**Texto**
#####
Segundo a SIC, o total de pedidos de habitação social em espera superou os 32 mil em 2019, como consequência da actual crise de habitação. No entanto, o número de casas disponíveis corresponde apenas a 1% deste número.
Qual tem sido a resposta do governo? Uma panóplia de políticas públicas que na sua maioria colocam a responsabilidade de resolver esta crise no mercado de arrendamento privado.
Por exemplo, o Programa Arrendamento Acessível permite ao senhorio receber benefícios fiscais se arrendar uma habitação ou parte desta a uma renda abaixo do preço de mercado e ajustada aos rendimentos do inquilino. No entanto, estas rendas são ainda incomportáveis para a maioria das pessoas de baixos rendimentos. Após dois meses e meio da existência do programa houve apenas 30 contratos de arrendamento estabelecidos.
O programa Chave na Mão coloca o Estado a gerir a propriedade de quem viva numa zona com pressão imobiliária e decida ir viver para o interior do país. Com as rendas a ficarem ajustadas à luz do Programa Arrendamento Acessível e o proprietário da habitação a continuar a receber uma grande fração destas.
O Programa Porta 65 Jovem permite que jovens (até 35 anos), singulares ou casais, recebam do Estado em dinheiro uma fração da sua renda. Através da conta bancária dos inquilinos, este dinheiro passará quase directamente do Estado para o bolso dos senhorios.
As duas principais políticas que vão além da promoção do arrendamento privado são o 1º Direito e o Projecto Habitacional de Almada Poente.
O primeiro é um programa de financiamento aos municípios para a aplicação em estratégias locais. Não existe a garantia de que o investimento público será realizado na promoção de arrendamento social ao Estado e destinado a quem possui menores rendimentos, mas esta pode ser uma opção dos municípios. O último representa um grande investimento público directo na promoção de habitação e prevê a construção de um total de 3500 fogos públicos para arrendamento, dos quais 1100 deverão estar prontos em 2023. Almada está localizada no outro lado do rio de Lisboa.
Tendo em conta a demonstrada ineficácia do mercado em prestar habitação em condições aceitáveis e acessíveis para quem vive do seu trabalho, estas aparentam ser as melhores medidas. Mas o que são 3500 fogos em Almada a médio prazo e talvez outros tantos financiados pelo 1º Direito no resto do país? Pouco, muito pouco. Quase nada, quando comparados aos mais de 23 mil que são agora alojamentos locais só na região de Lisboa. Ou aos 32 mil pedidos de habitação social pendentes neste momento em todo o país.
O passe metropolitano e a purga do centro das cidades
Em Abril de 2019, a seis meses das eleições, a Geringonça implementou um passe metropolitano que reduzia drasticamente os gastos dos utentes de transportes de Lisboa e Porto. Por um preço único mensal de 40€ para indivíduos e 80€ para famílias, é agora possível utilizar toda a rede de transportes públicos na respectiva área metropolitana das duas cidades.
#####
**Secção de dados**
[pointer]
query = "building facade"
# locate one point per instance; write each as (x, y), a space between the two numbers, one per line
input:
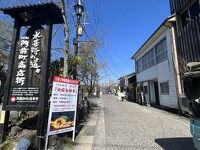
(187, 30)
(128, 84)
(156, 69)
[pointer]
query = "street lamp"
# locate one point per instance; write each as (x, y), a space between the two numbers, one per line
(79, 9)
(79, 29)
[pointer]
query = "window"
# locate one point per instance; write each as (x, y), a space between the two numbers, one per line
(145, 89)
(161, 51)
(139, 65)
(164, 88)
(149, 59)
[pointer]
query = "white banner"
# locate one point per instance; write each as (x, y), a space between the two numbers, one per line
(62, 114)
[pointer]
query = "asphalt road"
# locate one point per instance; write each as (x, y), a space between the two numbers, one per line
(129, 126)
(117, 125)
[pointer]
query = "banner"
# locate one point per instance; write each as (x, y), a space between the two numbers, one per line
(62, 114)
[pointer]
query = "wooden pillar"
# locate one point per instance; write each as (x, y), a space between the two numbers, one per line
(15, 38)
(42, 116)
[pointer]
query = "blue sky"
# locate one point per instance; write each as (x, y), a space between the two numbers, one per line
(125, 25)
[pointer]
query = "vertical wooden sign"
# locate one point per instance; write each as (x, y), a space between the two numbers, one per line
(27, 70)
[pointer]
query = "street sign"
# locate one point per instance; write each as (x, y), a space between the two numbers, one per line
(26, 74)
(63, 106)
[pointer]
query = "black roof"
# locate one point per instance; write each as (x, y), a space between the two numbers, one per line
(37, 12)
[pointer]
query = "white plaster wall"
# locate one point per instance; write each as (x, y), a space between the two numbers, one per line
(162, 72)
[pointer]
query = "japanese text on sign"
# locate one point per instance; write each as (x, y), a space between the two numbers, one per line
(35, 49)
(22, 65)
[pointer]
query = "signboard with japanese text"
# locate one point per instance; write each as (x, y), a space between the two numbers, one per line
(28, 64)
(62, 114)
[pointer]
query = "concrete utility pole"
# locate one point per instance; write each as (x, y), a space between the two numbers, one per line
(79, 30)
(66, 38)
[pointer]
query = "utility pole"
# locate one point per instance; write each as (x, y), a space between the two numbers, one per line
(66, 38)
(79, 30)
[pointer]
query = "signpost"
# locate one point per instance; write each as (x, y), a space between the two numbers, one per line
(62, 114)
(26, 87)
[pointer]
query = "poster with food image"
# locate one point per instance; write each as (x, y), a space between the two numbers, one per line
(63, 104)
(62, 120)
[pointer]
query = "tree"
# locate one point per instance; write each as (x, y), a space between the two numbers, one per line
(88, 67)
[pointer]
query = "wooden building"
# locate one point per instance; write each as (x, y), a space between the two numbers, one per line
(187, 31)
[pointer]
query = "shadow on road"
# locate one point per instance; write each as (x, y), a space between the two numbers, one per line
(176, 143)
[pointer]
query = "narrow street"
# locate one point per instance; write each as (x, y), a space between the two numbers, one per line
(117, 125)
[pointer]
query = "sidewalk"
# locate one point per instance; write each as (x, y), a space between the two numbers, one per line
(92, 136)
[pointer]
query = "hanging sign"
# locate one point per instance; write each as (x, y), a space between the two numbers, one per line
(26, 75)
(62, 114)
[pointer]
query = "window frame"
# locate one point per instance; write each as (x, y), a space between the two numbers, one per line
(164, 88)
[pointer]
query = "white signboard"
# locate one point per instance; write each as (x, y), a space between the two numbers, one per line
(62, 114)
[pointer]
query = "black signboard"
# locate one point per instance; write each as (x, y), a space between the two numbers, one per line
(27, 69)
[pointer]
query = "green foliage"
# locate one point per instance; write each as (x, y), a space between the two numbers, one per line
(88, 68)
(8, 145)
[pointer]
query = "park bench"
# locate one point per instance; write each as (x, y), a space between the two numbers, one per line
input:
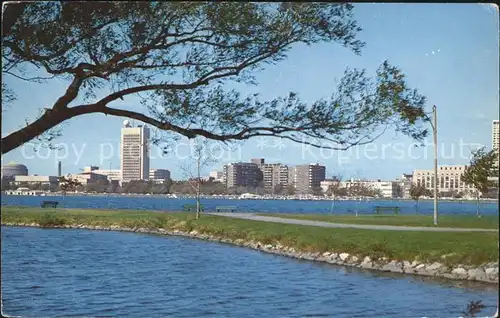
(225, 209)
(380, 209)
(51, 204)
(191, 207)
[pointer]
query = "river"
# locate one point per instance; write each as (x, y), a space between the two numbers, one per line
(68, 272)
(262, 206)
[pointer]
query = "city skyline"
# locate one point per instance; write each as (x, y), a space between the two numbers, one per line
(455, 67)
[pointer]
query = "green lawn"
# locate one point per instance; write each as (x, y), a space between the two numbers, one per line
(485, 222)
(463, 248)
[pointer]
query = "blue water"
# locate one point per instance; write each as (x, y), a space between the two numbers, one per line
(57, 272)
(262, 206)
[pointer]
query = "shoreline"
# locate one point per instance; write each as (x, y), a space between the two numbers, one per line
(487, 273)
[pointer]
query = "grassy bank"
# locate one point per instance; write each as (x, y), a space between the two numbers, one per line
(458, 221)
(459, 248)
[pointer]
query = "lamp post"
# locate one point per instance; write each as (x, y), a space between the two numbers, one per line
(436, 181)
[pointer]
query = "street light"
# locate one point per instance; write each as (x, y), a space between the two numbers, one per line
(436, 183)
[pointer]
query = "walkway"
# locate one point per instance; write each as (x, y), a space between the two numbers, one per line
(252, 216)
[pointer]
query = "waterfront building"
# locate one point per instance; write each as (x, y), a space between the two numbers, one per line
(88, 177)
(274, 174)
(51, 181)
(217, 176)
(134, 159)
(159, 175)
(449, 178)
(307, 177)
(13, 169)
(112, 174)
(241, 174)
(386, 189)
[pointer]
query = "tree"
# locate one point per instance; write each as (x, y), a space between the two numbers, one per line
(202, 158)
(176, 59)
(479, 172)
(416, 191)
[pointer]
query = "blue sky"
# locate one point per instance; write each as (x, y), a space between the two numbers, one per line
(449, 52)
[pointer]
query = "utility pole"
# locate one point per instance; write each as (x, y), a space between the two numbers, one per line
(436, 181)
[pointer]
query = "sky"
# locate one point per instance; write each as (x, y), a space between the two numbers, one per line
(449, 52)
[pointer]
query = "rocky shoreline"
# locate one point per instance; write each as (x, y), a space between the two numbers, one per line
(487, 273)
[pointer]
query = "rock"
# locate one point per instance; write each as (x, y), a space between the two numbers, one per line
(393, 266)
(476, 274)
(492, 271)
(420, 267)
(367, 263)
(436, 268)
(343, 256)
(459, 271)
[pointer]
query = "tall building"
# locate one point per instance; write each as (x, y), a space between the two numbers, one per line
(13, 169)
(159, 174)
(241, 174)
(307, 177)
(449, 177)
(134, 159)
(274, 174)
(112, 174)
(496, 139)
(217, 176)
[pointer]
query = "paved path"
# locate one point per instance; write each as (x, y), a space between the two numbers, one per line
(252, 216)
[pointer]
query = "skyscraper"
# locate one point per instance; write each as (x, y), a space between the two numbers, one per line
(134, 159)
(306, 177)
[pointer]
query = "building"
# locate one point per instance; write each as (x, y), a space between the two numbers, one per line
(404, 186)
(241, 174)
(88, 177)
(325, 184)
(134, 161)
(51, 181)
(386, 189)
(13, 169)
(450, 179)
(307, 177)
(159, 175)
(217, 176)
(274, 174)
(90, 168)
(113, 175)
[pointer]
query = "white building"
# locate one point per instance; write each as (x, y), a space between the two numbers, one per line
(218, 176)
(111, 174)
(159, 175)
(51, 181)
(88, 177)
(450, 179)
(387, 189)
(134, 159)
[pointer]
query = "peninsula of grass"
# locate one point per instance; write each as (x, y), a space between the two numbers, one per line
(467, 248)
(456, 221)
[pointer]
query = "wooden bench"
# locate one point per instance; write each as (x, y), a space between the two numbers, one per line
(379, 209)
(51, 204)
(191, 207)
(225, 209)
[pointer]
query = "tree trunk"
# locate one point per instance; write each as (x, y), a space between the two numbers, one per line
(477, 207)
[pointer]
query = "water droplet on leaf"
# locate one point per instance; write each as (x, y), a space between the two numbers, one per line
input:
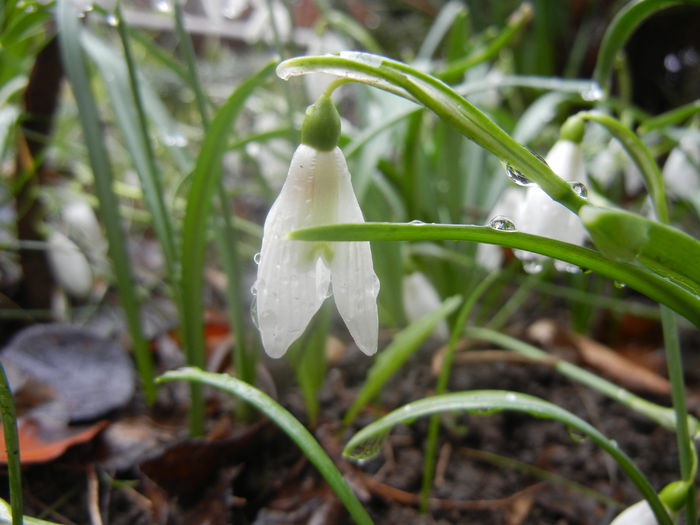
(502, 223)
(518, 177)
(580, 189)
(533, 267)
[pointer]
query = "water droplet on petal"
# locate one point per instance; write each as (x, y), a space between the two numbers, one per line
(592, 93)
(254, 314)
(580, 189)
(502, 223)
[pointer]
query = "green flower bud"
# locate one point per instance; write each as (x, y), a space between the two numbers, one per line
(321, 126)
(675, 494)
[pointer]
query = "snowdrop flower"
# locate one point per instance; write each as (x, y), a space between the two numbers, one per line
(673, 498)
(539, 214)
(682, 169)
(295, 277)
(638, 514)
(420, 298)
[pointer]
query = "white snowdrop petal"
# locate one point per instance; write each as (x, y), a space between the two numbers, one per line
(69, 265)
(355, 285)
(638, 514)
(292, 280)
(681, 173)
(566, 160)
(355, 288)
(294, 277)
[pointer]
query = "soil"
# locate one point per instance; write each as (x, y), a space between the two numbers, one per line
(499, 469)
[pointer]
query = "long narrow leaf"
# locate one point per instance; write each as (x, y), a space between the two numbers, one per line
(9, 428)
(620, 29)
(288, 423)
(205, 181)
(364, 443)
(69, 33)
(681, 300)
(390, 360)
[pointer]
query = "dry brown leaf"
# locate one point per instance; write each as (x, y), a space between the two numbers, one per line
(619, 368)
(39, 445)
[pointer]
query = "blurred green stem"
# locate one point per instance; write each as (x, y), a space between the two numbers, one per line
(9, 426)
(441, 387)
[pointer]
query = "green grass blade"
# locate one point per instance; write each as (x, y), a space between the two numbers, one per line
(665, 250)
(661, 415)
(69, 33)
(389, 360)
(288, 423)
(363, 444)
(403, 80)
(205, 182)
(650, 284)
(641, 156)
(124, 91)
(9, 428)
(7, 514)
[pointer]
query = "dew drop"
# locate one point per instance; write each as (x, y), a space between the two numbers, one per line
(517, 177)
(533, 267)
(502, 223)
(580, 189)
(592, 93)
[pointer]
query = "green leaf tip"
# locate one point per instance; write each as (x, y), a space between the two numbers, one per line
(321, 126)
(619, 235)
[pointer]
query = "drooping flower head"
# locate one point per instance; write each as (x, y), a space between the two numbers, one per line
(295, 277)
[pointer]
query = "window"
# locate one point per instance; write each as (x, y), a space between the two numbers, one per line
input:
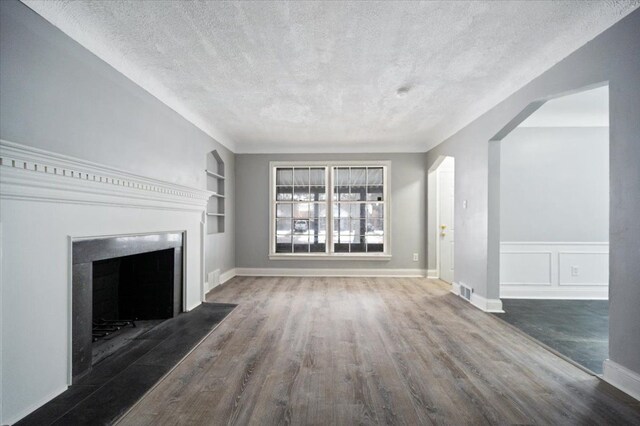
(337, 209)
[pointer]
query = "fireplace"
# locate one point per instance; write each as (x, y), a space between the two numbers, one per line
(121, 287)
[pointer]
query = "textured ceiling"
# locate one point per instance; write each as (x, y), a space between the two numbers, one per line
(331, 77)
(589, 108)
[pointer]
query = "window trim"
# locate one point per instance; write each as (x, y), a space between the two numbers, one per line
(330, 254)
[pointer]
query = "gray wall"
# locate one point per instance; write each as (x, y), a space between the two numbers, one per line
(408, 179)
(554, 184)
(613, 57)
(56, 95)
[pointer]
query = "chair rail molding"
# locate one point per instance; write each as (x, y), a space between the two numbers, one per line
(30, 173)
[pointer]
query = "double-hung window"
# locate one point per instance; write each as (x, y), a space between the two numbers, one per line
(329, 209)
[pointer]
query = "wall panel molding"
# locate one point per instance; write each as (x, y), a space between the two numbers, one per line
(554, 270)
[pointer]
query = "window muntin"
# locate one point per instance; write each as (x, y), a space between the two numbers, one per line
(324, 210)
(301, 211)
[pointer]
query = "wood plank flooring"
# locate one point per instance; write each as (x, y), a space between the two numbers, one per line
(349, 351)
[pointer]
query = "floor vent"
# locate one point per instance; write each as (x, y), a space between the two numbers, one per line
(213, 279)
(465, 292)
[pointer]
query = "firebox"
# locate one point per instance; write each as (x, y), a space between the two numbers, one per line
(121, 287)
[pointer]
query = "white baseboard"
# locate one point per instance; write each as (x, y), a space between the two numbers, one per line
(554, 270)
(33, 407)
(480, 302)
(227, 275)
(593, 293)
(624, 379)
(487, 305)
(328, 272)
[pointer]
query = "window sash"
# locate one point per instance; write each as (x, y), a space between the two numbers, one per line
(330, 239)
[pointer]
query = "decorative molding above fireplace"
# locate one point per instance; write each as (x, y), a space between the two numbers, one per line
(36, 174)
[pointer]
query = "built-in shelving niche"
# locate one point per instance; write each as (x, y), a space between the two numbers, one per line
(215, 183)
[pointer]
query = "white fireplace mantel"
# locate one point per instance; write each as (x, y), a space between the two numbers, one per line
(47, 200)
(36, 174)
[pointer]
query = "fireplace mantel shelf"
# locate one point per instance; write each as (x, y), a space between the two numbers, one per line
(31, 173)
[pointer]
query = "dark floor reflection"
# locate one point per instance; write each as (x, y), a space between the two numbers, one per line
(578, 329)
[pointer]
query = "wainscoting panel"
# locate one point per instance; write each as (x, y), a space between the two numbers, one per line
(554, 270)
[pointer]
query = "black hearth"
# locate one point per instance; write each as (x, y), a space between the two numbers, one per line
(122, 287)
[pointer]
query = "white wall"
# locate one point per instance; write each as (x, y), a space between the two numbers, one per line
(611, 57)
(57, 96)
(554, 213)
(433, 232)
(554, 184)
(60, 97)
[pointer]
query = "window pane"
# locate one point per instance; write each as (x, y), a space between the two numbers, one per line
(300, 226)
(357, 210)
(317, 176)
(284, 193)
(374, 226)
(301, 176)
(318, 193)
(300, 210)
(374, 176)
(283, 226)
(318, 247)
(358, 227)
(319, 210)
(374, 239)
(283, 210)
(341, 248)
(375, 248)
(344, 194)
(284, 176)
(358, 193)
(340, 210)
(341, 176)
(301, 193)
(283, 244)
(358, 248)
(358, 176)
(375, 210)
(374, 193)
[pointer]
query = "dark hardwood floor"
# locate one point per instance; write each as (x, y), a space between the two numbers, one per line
(371, 351)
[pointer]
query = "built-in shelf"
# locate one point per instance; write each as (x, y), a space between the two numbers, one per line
(215, 184)
(215, 175)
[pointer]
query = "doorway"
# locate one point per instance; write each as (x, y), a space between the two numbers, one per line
(441, 181)
(553, 210)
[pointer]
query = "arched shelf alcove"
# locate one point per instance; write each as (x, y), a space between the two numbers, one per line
(215, 183)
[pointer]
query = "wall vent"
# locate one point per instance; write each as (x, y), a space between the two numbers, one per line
(465, 291)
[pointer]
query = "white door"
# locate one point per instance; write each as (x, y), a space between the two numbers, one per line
(445, 223)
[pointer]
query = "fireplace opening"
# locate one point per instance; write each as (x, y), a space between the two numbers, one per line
(122, 288)
(131, 295)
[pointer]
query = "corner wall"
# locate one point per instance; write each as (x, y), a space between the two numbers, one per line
(57, 96)
(613, 57)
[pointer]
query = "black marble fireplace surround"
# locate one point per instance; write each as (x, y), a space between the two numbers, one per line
(125, 277)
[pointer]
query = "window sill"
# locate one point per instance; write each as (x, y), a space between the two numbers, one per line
(335, 256)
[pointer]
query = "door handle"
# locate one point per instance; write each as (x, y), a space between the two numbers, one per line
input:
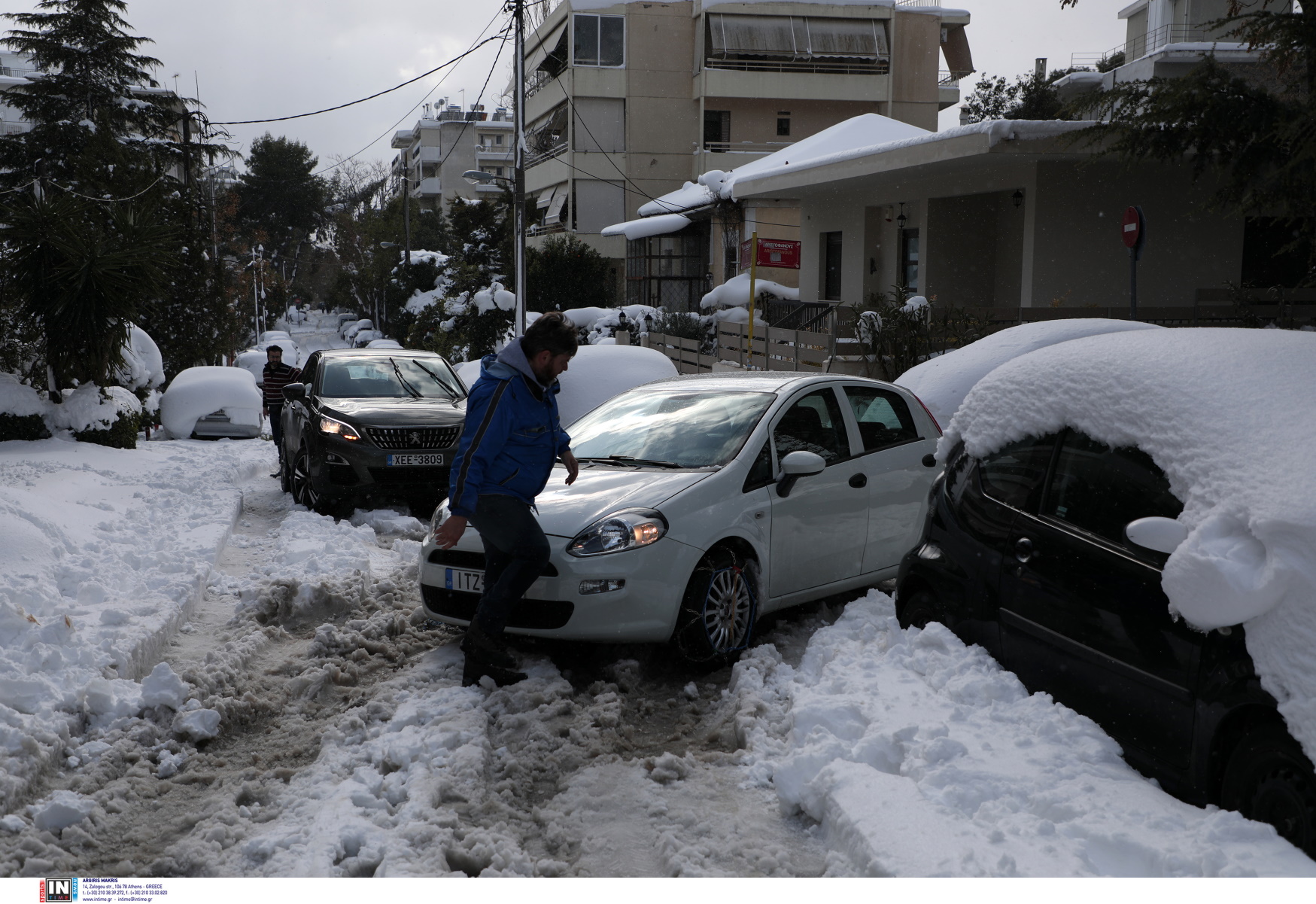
#####
Transcreva do texto sobre habitação tudo o que vai de "O primeiro é" até "rio de Lisboa.".

**Tarefa concluída**
O primeiro é um programa de financiamento aos municípios para a aplicação em estratégias locais. Não existe a garantia de que o investimento público será realizado na promoção de arrendamento social ao Estado e destinado a quem possui menores rendimentos, mas esta pode ser uma opção dos municípios. O último representa um grande investimento público directo na promoção de habitação e prevê a construção de um total de 3500 fogos públicos para arrendamento, dos quais 1100 deverão estar prontos em 2023. Almada está localizada no outro lado do rio de Lisboa.